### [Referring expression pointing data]
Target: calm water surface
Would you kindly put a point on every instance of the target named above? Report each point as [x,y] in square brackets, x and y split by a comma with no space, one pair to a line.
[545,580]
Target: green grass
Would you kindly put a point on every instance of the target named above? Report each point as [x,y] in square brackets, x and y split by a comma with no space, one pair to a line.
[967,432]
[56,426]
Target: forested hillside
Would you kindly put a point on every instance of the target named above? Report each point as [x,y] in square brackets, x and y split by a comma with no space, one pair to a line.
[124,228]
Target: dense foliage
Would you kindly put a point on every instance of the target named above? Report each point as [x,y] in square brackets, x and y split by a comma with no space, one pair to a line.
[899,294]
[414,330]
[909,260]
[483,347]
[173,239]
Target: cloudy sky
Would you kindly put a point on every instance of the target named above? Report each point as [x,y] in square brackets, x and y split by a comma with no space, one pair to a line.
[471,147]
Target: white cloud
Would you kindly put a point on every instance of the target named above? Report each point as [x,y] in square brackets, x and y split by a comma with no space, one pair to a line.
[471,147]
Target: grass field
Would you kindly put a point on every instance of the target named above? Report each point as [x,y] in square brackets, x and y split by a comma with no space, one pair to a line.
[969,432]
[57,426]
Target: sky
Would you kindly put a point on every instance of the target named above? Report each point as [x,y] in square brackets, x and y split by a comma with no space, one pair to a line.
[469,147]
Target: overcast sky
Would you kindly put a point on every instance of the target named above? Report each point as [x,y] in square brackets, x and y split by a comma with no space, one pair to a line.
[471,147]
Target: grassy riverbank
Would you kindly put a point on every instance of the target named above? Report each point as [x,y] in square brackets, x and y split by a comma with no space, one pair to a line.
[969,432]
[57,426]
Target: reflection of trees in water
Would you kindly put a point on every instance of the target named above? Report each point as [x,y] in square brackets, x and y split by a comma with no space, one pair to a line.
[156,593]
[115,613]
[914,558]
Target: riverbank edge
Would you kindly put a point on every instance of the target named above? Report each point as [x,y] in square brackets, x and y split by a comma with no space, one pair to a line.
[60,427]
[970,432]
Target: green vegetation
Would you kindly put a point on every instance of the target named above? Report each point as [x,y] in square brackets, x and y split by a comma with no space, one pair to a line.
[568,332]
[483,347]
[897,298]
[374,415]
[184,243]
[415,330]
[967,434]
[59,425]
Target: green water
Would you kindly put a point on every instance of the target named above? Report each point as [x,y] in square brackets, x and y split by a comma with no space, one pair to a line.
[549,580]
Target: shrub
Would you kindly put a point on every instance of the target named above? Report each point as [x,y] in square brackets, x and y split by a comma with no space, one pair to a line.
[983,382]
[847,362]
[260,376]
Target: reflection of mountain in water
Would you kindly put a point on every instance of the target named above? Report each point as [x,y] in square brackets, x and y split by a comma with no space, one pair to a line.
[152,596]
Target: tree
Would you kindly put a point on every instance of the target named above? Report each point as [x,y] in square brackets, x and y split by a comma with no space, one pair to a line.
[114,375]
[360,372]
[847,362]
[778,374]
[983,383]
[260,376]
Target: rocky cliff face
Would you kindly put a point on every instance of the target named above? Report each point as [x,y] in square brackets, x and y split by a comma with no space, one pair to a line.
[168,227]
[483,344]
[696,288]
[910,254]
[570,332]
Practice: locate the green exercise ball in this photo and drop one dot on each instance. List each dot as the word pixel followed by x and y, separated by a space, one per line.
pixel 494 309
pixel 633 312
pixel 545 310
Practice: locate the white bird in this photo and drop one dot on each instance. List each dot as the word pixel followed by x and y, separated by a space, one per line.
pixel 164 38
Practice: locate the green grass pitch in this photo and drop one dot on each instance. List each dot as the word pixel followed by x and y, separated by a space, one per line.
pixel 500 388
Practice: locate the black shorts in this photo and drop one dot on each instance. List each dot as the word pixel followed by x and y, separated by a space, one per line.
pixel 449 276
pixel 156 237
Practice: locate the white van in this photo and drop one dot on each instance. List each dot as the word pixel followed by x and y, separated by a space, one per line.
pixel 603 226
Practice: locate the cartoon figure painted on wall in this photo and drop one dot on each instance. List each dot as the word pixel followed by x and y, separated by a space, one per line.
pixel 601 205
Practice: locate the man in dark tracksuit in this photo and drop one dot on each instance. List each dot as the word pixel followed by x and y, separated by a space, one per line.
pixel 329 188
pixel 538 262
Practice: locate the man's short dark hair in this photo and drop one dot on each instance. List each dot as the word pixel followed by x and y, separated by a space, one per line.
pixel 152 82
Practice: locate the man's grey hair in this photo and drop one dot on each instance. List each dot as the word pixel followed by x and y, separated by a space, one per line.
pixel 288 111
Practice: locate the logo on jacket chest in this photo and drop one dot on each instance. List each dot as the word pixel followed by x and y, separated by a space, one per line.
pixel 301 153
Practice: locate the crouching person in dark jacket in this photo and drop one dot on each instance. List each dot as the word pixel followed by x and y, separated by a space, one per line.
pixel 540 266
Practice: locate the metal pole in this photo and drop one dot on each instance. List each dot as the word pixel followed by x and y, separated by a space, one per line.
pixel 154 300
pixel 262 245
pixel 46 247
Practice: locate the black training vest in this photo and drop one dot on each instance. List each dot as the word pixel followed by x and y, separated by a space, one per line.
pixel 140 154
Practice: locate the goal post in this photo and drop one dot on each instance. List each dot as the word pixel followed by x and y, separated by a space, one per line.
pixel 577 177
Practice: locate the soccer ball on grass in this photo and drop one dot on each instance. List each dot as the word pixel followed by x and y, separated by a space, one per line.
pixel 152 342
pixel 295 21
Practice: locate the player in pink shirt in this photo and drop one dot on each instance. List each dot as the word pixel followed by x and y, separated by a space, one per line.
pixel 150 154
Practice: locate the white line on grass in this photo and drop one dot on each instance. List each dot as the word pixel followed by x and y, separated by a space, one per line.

### [About this exercise]
Your answer should be every line above that contains the word "riverbank".

### [Output of the task]
Target: grassy riverbank
Target: riverbank edge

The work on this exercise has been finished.